Rewrite the entries below from the line containing "Report the position of each instance of the blue and" through the end, replacing "smartphone" with "mobile phone" and keeping everything else unchanged.

[Point annotation dataset entries]
· · ·

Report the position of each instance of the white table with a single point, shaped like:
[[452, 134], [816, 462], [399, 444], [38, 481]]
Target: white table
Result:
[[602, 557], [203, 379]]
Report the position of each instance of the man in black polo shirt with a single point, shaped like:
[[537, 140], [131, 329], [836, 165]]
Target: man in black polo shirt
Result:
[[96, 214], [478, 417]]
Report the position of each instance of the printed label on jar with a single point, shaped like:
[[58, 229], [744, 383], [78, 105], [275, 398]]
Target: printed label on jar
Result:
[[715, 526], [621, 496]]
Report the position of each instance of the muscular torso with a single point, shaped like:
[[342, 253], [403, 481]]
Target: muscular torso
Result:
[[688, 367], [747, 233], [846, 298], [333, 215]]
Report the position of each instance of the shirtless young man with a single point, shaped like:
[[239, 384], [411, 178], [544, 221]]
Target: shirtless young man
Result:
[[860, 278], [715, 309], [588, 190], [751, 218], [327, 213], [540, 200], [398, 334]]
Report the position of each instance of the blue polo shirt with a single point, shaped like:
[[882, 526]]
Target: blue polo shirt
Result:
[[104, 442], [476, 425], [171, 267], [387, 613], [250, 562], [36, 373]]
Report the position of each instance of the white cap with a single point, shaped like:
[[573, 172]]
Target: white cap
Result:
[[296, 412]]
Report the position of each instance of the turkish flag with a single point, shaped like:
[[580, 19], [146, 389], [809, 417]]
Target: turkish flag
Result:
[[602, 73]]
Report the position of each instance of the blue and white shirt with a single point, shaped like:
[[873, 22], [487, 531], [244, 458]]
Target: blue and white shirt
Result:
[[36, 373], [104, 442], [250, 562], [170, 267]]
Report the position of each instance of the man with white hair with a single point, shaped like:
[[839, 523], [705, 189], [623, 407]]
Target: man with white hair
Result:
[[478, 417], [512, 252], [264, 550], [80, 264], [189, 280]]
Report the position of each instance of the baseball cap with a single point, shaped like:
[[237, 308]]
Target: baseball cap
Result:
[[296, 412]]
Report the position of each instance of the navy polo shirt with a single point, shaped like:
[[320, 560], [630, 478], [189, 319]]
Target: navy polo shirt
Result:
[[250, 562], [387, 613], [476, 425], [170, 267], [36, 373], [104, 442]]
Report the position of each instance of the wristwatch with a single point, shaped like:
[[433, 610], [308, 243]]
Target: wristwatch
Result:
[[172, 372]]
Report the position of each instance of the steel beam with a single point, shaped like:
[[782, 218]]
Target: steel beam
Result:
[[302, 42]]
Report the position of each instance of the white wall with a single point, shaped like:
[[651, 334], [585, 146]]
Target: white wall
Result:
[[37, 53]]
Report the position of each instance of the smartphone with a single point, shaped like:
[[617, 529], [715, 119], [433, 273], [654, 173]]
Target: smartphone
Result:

· · ·

### WORKED ANSWER
Report the position of each instance of the blue and white shirt with a single point, shaped like:
[[873, 22], [487, 531], [244, 458]]
Target: blue and white shirt
Result:
[[36, 373], [104, 442], [250, 562], [170, 267]]
Report the position of each instance of the man with white hair with a single point, shaped like:
[[839, 523], [705, 189], [623, 407]]
Target: man with white hair
Result:
[[478, 417], [512, 252], [264, 550], [80, 264], [189, 280]]
Report the position of each instance of the baseball cap with a single point, shaped like:
[[237, 308]]
Target: baseball cap
Result:
[[296, 412]]
Report the position of each instance of the navy polo shirt with a single point, shaped like:
[[320, 560], [630, 478], [189, 319]]
Target: navy polo shirt
Result:
[[250, 562], [387, 613], [476, 425], [170, 267], [36, 373], [104, 442]]
Report the position of each instance of the wristwatch with a single point, shaped like:
[[433, 610], [308, 243]]
Target: wristwatch
Result:
[[172, 372]]
Report the position of each instance of the steel beam with a single point, shaped like:
[[782, 218]]
Target: steel beam
Result:
[[302, 42]]
Report the position of each instance of the white wall with a single point, shaped like:
[[651, 334], [585, 146]]
Target: white wall
Result:
[[37, 53]]
Report the position of each instance of the mobile phone with a single point, shaped like:
[[617, 529], [715, 119], [433, 273], [654, 173]]
Target: mobile phone
Result:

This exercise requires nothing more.